* CONSIGNE 1 *
D'après le texte sur le restaurant du Bella Tola, de quel pourcentage le chiffre d'affaires du restaurant a-t-il augmenté en juillet ?
* CONSIGNE 2 *
Poursuivez le texte sur le restaurant du Bella Tola à partir de sa dernière phrase, sans tenir compte des données.

* TEXTE D'EXERCICE *
== == ==

Au restaurant du Bella Tola, le nombre de places a été réduit d’environ 15%. «Mais cette situation ne nous affecte pas, car en juillet, nous avons réalisé une augmentation de 40% du chiffre d’affaires au restaurant, explique le Valaisan. Il y a du reste plus de gens dans le village et avec le Covid-19, une autre clientèle est arrivée en montagne: des gens s’installent sur la terrasse de notre restaurant à midi – alors les clients de l’hôtels sont quant à eux fréquemment à l’extérieur durant la journée, en randonnée ou en acti­vités sportives.»

Clientèle plus homogène

Que se passera-t-il par la suite? Une partie de cette nouvelle clientèle suisse «Covid-19» pourra-t-elle être fidélisée? Claude Buchs raconte que lors d’un voyage en Norvège, il fut frappé de constater que les hôtels historiques accueillaient environ 80% de clients du marché intérieur. «Chez nous, ce segment se situe d’habitude entre 50 et 55%. Si nous pouvions augmenter ce pourcentage de Suisses, même de 5 à 10%, nous aurions une meilleure vision de long terme.»

== == ==

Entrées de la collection
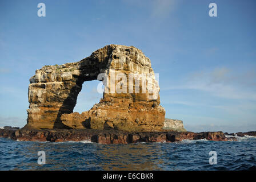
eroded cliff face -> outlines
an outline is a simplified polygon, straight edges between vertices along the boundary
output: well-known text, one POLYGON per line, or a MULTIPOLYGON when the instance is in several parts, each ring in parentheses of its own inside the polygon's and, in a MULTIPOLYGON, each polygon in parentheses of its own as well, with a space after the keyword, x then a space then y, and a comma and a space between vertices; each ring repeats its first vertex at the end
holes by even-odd
POLYGON ((150 59, 134 47, 109 45, 78 62, 45 66, 30 81, 27 127, 162 130, 158 82, 150 59), (97 79, 105 85, 99 103, 73 113, 83 82, 97 79))
POLYGON ((187 131, 184 128, 182 121, 173 119, 165 118, 163 129, 177 131, 187 131))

== == ==

* RÉPONSE RÉDIGÉE 1 *
Il a augmenté de 40 %.

* RÉPONSE RÉDIGÉE 2 *
La crise sanitaire a eu indirectement d’autres effets – l’hôtelier constant que certains propriétaires de chalets n’étaient jamais venus en été et «découvraient» les charmes estivaux de la région. Durant cette période, le ressenti dans l’hôtel était différent: «Du fait de taux d’occupation élevés, donc de prix légèrement supérieurs, nous accueillons une clientèle très homogène, de couples et de familles. C’est très positif pour l’atmosphère de l’hôtel et agréable pour nos collaborateurs. Si l’on compare avec une clientèle US de groupes de dix personnes qui ne restent qu’une nuit, cela fait tout de suite un peu plus de bruit à table – et l’ambiance est très différente.»

Marché suisse: plus durable

Ces tours opérateurs américains ayant annulé, le couple d’hôtelier était inquiet. «Au final, nous avons réussi à compenser ce manque par la clientèle suisse. C’est le moment de parler de grands volumes et de qualité. Le sujet touche Claude Buchs qui estime que pour Suisse Tourisme, qui durant des années a misé sur l’acquisition de grands volumes à l’étranger – avant tout en Asie – le moment est peut-être venu de changer le fusil d’épaule.

«Une prise de conscience que le marché suisse présente des aspects plus durables et indépendants des cycles économiques serait souhaitable, analyse-t-il. Que ce que nous faisons a un sens économique et pas uniquement Zermatt et la Jungfrau qui ont investi des montants énormes pour le marché international. Suisse Tourisme a une chance de se concentrer sur le marché intérieur, au lieu d’augmenter en permanence ses budgets pour aller chercher très loin des groupes, afin faire fonctionner de grosses machines. Le marché asiatique ne va pas redémarrer aussi vite qu’on se l’imaginait. A l’international, la saison d’hiver en Suisse est pour l’instant au niveau zéro.»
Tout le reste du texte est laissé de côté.